▸ Problem
Each record below should be returned word for word, with no pictures included.

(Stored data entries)
*** Block opens ***

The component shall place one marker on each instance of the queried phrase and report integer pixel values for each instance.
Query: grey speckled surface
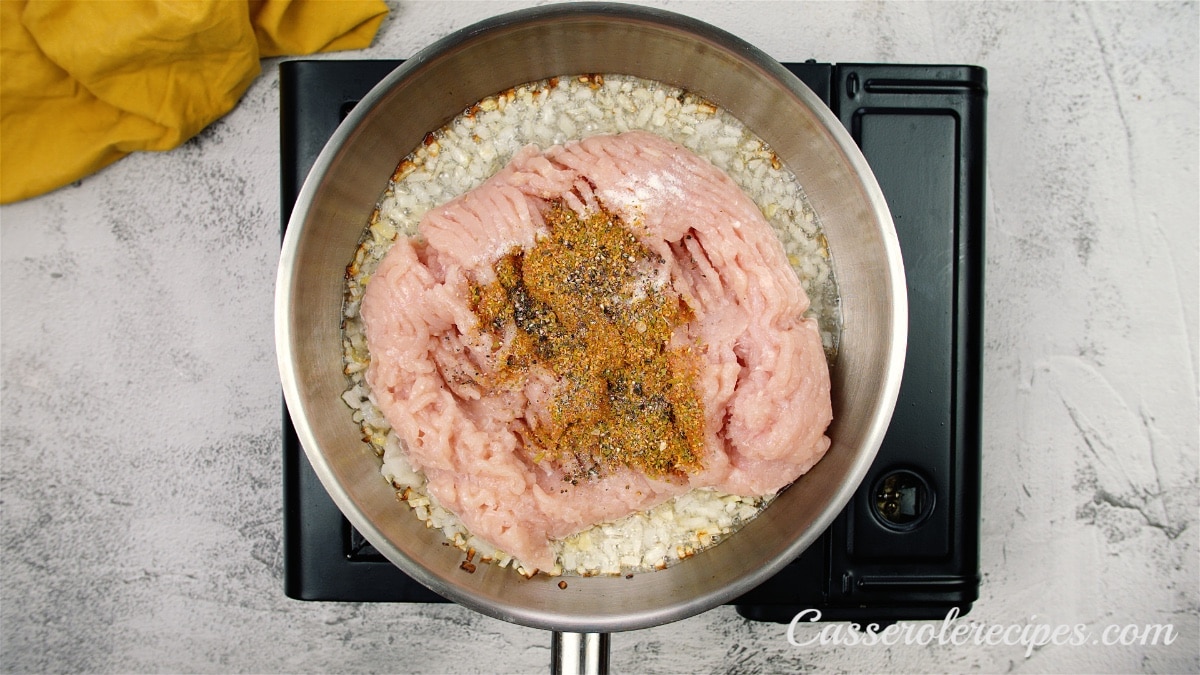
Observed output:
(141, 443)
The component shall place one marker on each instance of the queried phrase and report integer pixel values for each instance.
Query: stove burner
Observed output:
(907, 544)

*** Block closes ***

▸ Written reply
The component shall place one marker on each instance of the queried phrase and report integer pixel values for each instance.
Query: grey speckled surface
Observed output:
(141, 443)
The component shall place one marker on each instance of the queried phrase and report integer pixel values for each instance.
Query: stove burner
Observed output:
(907, 544)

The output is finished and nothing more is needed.